Copy out the lines of the records below, and only those lines, from the one with "Target: chimney" through the one with "of the balcony", exactly as they appear.

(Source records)
□ □ □ □
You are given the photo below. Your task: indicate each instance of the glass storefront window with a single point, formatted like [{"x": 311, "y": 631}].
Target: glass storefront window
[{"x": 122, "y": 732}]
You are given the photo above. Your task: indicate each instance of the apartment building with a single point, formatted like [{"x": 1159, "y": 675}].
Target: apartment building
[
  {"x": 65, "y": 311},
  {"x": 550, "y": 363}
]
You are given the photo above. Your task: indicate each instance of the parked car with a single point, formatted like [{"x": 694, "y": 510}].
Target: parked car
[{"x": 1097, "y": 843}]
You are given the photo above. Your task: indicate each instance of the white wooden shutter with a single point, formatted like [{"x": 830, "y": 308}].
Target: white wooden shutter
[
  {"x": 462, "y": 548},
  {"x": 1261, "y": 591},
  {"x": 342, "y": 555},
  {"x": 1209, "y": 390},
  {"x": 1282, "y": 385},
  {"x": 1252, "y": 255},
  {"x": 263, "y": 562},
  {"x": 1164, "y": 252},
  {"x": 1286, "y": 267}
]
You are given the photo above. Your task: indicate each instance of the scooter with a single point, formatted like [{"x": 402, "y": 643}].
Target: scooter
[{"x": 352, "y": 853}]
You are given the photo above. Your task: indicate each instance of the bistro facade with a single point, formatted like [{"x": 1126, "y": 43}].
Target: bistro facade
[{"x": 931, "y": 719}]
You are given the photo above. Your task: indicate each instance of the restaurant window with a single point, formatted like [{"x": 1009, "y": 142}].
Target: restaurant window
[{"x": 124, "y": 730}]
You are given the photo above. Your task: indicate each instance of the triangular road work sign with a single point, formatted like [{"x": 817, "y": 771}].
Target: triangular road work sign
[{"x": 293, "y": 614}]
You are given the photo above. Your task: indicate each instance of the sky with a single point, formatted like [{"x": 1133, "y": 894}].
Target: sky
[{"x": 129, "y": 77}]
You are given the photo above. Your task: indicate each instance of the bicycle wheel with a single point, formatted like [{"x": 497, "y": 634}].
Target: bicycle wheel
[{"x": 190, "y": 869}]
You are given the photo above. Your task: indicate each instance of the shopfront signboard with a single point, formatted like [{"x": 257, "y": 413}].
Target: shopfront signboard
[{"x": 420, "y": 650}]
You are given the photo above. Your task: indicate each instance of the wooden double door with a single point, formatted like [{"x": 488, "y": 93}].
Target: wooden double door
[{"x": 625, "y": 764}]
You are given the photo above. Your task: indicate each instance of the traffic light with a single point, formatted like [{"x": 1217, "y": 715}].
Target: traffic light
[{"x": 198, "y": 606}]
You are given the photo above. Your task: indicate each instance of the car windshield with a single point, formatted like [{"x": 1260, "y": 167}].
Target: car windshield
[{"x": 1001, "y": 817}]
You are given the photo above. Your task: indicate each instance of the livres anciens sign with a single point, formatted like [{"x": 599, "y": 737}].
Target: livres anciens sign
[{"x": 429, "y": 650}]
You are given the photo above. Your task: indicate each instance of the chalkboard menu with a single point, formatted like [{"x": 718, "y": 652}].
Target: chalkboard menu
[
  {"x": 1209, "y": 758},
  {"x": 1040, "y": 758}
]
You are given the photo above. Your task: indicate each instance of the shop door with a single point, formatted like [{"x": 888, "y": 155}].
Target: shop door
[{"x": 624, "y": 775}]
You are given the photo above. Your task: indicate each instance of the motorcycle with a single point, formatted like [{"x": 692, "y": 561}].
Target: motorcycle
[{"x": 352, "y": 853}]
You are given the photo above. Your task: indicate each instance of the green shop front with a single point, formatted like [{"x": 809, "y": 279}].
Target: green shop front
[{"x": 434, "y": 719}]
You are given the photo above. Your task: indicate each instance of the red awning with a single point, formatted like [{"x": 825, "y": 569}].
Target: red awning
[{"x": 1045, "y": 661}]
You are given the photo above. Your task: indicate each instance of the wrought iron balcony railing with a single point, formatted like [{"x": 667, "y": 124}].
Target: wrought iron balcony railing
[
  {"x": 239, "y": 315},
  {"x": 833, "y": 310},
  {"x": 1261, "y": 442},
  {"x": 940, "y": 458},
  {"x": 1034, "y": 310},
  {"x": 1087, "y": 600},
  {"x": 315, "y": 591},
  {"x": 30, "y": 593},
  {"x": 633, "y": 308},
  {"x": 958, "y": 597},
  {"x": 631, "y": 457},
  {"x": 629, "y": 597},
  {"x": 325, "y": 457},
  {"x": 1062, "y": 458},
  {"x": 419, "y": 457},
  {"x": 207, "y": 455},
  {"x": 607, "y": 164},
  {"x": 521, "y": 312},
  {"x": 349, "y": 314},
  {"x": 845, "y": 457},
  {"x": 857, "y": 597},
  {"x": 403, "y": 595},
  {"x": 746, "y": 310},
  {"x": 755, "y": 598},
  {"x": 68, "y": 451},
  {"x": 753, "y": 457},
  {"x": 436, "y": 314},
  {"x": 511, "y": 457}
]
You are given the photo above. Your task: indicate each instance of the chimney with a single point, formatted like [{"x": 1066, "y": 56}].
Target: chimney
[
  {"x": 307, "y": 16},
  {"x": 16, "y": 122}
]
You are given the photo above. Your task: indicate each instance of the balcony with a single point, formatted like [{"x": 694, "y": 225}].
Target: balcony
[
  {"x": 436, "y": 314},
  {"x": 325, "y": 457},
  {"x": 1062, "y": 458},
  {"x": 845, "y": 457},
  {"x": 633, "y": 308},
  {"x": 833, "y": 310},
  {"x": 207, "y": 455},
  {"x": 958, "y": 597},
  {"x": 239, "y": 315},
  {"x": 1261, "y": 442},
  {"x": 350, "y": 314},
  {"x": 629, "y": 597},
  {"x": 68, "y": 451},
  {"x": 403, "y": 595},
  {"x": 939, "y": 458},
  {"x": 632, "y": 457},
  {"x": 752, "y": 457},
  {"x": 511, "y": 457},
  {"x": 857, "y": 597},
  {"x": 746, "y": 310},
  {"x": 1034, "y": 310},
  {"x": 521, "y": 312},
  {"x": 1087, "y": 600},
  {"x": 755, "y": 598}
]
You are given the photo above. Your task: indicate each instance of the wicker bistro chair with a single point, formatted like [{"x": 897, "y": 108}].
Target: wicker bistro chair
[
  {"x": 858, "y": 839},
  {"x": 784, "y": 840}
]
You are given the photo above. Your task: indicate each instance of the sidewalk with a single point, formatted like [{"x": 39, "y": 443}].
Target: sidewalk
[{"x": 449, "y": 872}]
□ □ □ □
__Task answer__:
Target: chimney
[
  {"x": 307, "y": 16},
  {"x": 16, "y": 122}
]
You are given the photo above. Your task: indicate each instance of the balcony with a single point, formatted like [{"x": 694, "y": 225}].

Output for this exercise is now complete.